Region labeling records

####################

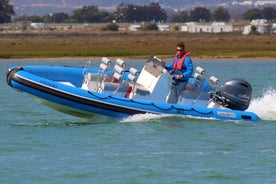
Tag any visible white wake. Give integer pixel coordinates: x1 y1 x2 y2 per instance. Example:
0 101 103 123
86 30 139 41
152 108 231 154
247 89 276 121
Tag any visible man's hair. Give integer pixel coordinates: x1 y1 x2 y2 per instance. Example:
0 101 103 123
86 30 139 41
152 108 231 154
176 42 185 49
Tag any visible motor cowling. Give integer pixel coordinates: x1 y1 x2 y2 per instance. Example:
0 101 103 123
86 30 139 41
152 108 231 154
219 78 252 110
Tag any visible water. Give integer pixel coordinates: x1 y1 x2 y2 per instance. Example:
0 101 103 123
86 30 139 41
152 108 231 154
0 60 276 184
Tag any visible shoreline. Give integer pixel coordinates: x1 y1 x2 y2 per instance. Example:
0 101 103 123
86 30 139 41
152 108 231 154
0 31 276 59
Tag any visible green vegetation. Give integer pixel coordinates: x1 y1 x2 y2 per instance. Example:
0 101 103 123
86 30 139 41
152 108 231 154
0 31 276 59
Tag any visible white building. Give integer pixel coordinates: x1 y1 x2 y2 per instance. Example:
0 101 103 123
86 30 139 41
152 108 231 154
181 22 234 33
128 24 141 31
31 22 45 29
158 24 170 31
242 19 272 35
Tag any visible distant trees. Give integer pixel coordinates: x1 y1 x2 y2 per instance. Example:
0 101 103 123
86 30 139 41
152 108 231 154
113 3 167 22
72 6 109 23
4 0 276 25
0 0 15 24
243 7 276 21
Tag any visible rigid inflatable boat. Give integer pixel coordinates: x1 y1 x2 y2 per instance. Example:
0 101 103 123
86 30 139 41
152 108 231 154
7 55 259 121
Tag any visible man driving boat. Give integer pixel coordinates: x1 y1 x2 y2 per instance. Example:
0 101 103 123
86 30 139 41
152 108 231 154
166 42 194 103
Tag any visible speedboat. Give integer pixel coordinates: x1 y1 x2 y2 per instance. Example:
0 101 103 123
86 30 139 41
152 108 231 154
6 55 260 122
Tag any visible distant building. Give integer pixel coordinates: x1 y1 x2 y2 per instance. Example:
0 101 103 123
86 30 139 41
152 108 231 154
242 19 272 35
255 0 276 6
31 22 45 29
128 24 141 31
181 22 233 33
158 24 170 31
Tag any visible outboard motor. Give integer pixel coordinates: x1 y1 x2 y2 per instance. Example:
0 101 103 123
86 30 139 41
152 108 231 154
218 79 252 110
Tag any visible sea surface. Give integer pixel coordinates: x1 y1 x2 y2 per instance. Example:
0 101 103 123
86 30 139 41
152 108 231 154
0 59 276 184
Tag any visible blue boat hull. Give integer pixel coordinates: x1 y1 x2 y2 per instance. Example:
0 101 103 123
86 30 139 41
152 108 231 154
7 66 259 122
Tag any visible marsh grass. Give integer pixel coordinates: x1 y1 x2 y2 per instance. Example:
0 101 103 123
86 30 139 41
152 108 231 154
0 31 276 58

####################

- REQUIRED TASK:
Can you quote every row above word for word, leaving the pictures out?

- EXERCISE ANSWER:
Tag any visible white wake. Give integer pixel coordinates: x1 y1 x2 y2 per instance. Example:
0 101 103 123
86 30 139 41
152 108 231 154
247 89 276 121
Tag any visible man's hair. Give integer pixel coordinates: x1 y1 x2 y2 per instance. Example:
0 101 103 123
86 30 139 41
152 108 231 154
176 42 185 49
Tag any visible motor cowling. Give integer pixel coordinates: x1 y1 x2 y2 per instance. Example:
0 101 103 123
86 30 139 41
152 108 231 154
219 78 252 110
Tag any visible water. Give integer pixel coordinates: x1 y1 x2 y2 per instance. Example:
0 101 103 123
86 30 139 41
152 108 231 154
0 60 276 184
Tag any visible shoreline. Give integer pixel coordinates: x1 y1 x2 y2 per instance. Example:
0 101 103 123
86 30 139 41
152 108 231 154
0 31 276 59
Tag any visible green vegetation. Give integer pixel coordinates: x1 y1 x2 y2 per instance. Example:
0 101 103 123
86 30 139 41
152 108 231 154
0 31 276 59
Tag any visible white building. Give integer pixel coordinates: x1 y1 x2 y2 per instance. Example:
0 101 103 123
86 30 139 41
152 108 231 154
181 22 234 33
128 24 141 31
31 22 45 29
158 24 170 31
242 19 272 35
Tag any visible distant trees. Give integer pixel coordinates: x1 y1 x2 y2 per instance. Example:
0 101 103 123
86 30 139 41
152 108 231 154
113 3 167 22
72 6 109 23
4 0 276 25
0 0 15 24
243 7 276 21
Tag any visible rigid inflatable boat. Give integer pixel coordinates: x1 y1 x2 y2 per instance. Example:
0 101 103 123
86 30 139 41
152 108 231 154
7 55 259 121
Tag any visible man driving boat. Give integer pixel coordinates: x1 y1 x2 y2 per instance. Example:
0 101 103 123
86 30 139 41
152 108 231 154
166 42 194 103
Tag any visible speedboat. Give integer pixel coordinates: x1 y1 x2 y2 per instance. Example:
0 101 103 123
86 30 139 41
152 108 231 154
6 55 260 122
Tag any visible distant building. Give integer pixel coordinates: x1 y1 x2 y2 per instance. Example:
0 101 103 123
86 30 139 41
152 108 231 154
242 19 272 35
255 0 276 6
31 22 45 29
128 24 141 31
181 22 233 33
158 24 170 31
Tag any visible outboard motor. Give integer pixel coordinates: x1 y1 x2 y2 per instance. Example:
0 101 103 123
86 30 139 41
152 108 231 154
218 79 252 110
Tag any visible sea surface. Give integer pixel coordinates: x1 y1 x2 y2 per instance. Example:
0 101 103 123
86 30 139 41
152 108 231 154
0 59 276 184
Tag any visible blue boat hull. Give integer pixel coordinates: x1 y1 x2 y2 per instance. Example:
0 101 103 123
86 30 139 41
152 108 231 154
7 66 259 122
Tag any visible marsh grass. Give integer pixel coordinates: x1 y1 x2 y2 per instance. Example:
0 101 103 123
86 30 139 41
152 108 231 154
0 31 276 58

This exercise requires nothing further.